GIVEN RECORDS:
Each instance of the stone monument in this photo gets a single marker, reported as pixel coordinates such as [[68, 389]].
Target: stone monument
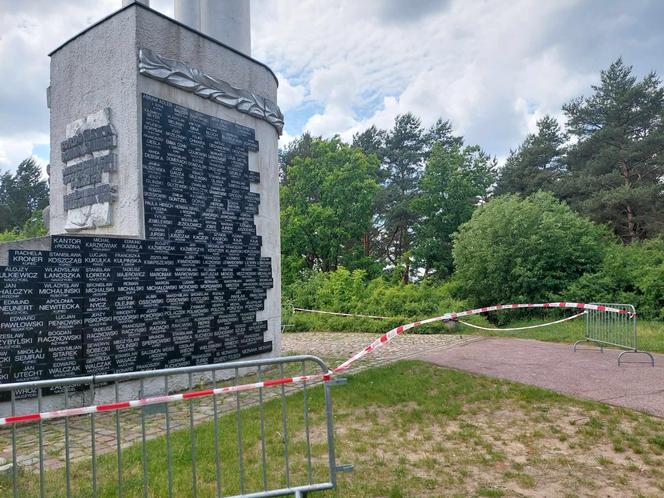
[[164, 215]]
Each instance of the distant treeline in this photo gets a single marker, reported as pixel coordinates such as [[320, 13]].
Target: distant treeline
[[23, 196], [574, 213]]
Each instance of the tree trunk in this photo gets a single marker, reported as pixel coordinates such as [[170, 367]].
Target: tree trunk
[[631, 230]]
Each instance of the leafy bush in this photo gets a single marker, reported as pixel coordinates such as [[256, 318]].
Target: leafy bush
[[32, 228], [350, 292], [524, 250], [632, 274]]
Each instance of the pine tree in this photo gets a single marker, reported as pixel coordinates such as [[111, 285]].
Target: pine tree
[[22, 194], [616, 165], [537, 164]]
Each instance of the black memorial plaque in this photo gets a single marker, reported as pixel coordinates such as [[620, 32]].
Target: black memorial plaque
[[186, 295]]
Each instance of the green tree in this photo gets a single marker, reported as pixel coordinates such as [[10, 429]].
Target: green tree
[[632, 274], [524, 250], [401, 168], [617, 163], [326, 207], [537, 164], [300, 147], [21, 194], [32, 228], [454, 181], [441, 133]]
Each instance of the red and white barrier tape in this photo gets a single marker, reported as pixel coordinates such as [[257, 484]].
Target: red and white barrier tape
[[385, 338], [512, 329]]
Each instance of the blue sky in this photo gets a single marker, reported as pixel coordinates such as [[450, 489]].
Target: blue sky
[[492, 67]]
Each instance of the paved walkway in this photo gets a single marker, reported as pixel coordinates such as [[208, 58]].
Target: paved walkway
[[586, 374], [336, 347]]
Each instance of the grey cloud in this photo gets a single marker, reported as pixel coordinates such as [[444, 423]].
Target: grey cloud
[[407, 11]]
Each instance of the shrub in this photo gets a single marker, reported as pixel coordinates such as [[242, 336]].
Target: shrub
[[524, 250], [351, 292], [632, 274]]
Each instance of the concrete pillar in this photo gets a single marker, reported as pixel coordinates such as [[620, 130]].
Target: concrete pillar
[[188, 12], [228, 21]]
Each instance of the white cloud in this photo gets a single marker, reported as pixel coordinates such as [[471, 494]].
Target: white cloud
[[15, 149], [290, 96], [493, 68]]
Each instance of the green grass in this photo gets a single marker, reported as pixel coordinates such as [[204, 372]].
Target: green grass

SET EXERCISE: Reproduce the items exactly, from their very beginning through the line containing "[[164, 215]]", including that line. Leave the picture out of your output.

COMPLETED TASK:
Each instance of the stone monument in this photo gets a single marker, reported as pixel coordinates such as [[68, 389]].
Target: stone monument
[[164, 215]]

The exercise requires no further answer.